-- Text --
**Dominoes(insert atmost k numbers and make maximum length of continuous number )

Dominoes

There are N dominoes arranged in a straight line. For each domino you know its coordinate, an integer value. It is guaranteed all the coordinates are distinct. You have another set of K dominoes. You should place these dominoes at integer coordinates in a way that will preserve the property that all the coordinates are distinct. You want to maximize the size of a subset of dominoes that are placed at consecutive coordinates.

Standard input

The first line contains two integer values N and K.

The second line contains N integer values, the coordinates of the initial dominoes.

Standard output

The output should contains a single value representing the size of the maximum subset of dominoes that can have consecutive coordinates.

Constraints and notes

• 1 ≤ N ≤ 100 000
• 1 ≤ K ≤ 100 000
• The coordinates of the dominoes are between 1 and 1 000 000

Input	Output	Explanation
8 4 1 2 3 4 10 11 14 15	8	It is optimal to place the dominoes at coordinates 12, 13, 16 and 17.

===========================EDITORIAL==================================

I DID THIS PROBLEM WITH SIMPLE SLIDING CONCEPT ..

FIRST OF ALL SORT THE NUMBERS , THAN  FIRST CALCULATE MAXIMUM  LENGTH IF START FORM THE FIRST NUMBER , NOW ONE OBSERVATION IS THAT IF WE START FORM INDEX 0 ANT WE CAN MAKE A CONTINUOUS NUMBER TILL INDEX 3( IN K OPERATIONS) THAN IF WE START FORM INDEX 1 THAN AT LEAST WE WILL REACH TILL INDEX 3 ( IN K OPERATIONS)..

   WITH THE HELP OF THIS PROPERTY WE CAN SOLVE THIS PROBLEM USING SLIDING WINDOW..

=============================CODE====================================

#include<bits/stdc++.h>

using namespace std;

typedef long long int lli;

#define ff first

#define ss second

#define mp make_pair

#define ph push_back

#define mod 1000000007

#define debug 0

vector<int>v[100010];

int main()

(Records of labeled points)
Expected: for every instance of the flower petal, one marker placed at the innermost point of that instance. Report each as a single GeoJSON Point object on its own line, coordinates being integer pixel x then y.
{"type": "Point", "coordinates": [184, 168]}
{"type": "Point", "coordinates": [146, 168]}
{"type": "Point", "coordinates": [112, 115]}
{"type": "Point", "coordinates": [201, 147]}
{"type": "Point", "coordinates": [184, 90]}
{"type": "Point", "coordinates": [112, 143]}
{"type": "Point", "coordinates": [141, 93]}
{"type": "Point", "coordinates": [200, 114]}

-- Exercise instructions --
(1) Reproduce all of the labeled-point entries line for line, with none left out.
(2) Extend the dominoes write-up, picking up right after its final line.

-- Expected results --
(1)
Expected: for every instance of the flower petal, one marker placed at the innermost point of that instance. Report each as a single GeoJSON Point object on its own line, coordinates being integer pixel x then y.
{"type": "Point", "coordinates": [184, 168]}
{"type": "Point", "coordinates": [146, 168]}
{"type": "Point", "coordinates": [112, 115]}
{"type": "Point", "coordinates": [201, 147]}
{"type": "Point", "coordinates": [184, 90]}
{"type": "Point", "coordinates": [112, 143]}
{"type": "Point", "coordinates": [141, 93]}
{"type": "Point", "coordinates": [200, 114]}

(2)
 {

 

  int n,kk;

   cin>>n>>kk;

   int last=0;

    int count=0;

   for(int i=0;i<n;i++)

     {

      int a;

       cin>>a;

          v[0].push_back(a);

   }

   int ans=0;

   sort(v[0].begin(),v[0].end());

  

     int k=0;

           int size=v[k].size();

            int l=0;

           int re=kk;

      for(int i=0;i<size;i++)

       {

        if(i!=0)

            {

           re+=v[k][i]-v[k][i-1]-1;

}

if(l<i)

                 {

              l=i;

              re=kk;

         }

         while(re>=0)

          {

          

            if(l+1==size)

             {

               ans=max(ans,v[k][l]+re-v[k][i]+1);

               re=0;

               break;

 }

          else if(re>=v[k][l+1]-v[k][l]-1)

           {

             re-=v[k][l+1]-v[k][l]-1;

             l+=1;

   }

   else

   {

     ans=max(ans,v[k][l]-v[k][i]+1+re);

     break;

   }

      }

}

cout<<ans<<endl;

 }

======================ANOTHER APPROACH ============================

WE CAN ALSO SOLVE THIS PROBLEM USING BINARY SEARCH 

SEE THE CODE 

#include<bits/stdc++.h>

using namespace std;

/*      my general mistakes that costed me a lot

          * check for overflows

          * check and mod and use int type variables where possible to avoid tles

          * while multiplying two variables whose value can exceed integer 

          limt make sure to typecase them

          * use scanf when you are not working with the best possible optimisation

          * return a value from a function that has a return type sometimes the 

          compiler may give the correct answer but there will be problem in the judge

          * be very cautious about uninitiaalised variables , infact never keep them

          or handle them properly*/

#define ff first

#define ss second

#define mp make_pair

#define pb push_back

#define ll long long int

#define pp pair<int,int> 

#define ve vector

#define mod 1000000007

/************************************CODE BEGINS HERE************************/

int h[2000010];

int main()

{

   

 int n;

 cin>>n;

 int k;

 cin>>k;

 int mx=0;

 for(int i=0;i<n;i++)

 {

  int aa;

     cin>>aa;

     mx=max(mx,aa+k);

     h[aa]++;

 }

 for(int i=1;i<=mx;i++)

 {

  h[i]+=h[i-1];

 }

 int res=0;

 for(int i=1;i<=mx;i++)

 {

            int low=1;

            int high=i;

            int ans=0;

            bool f=0;

            while(low<=high)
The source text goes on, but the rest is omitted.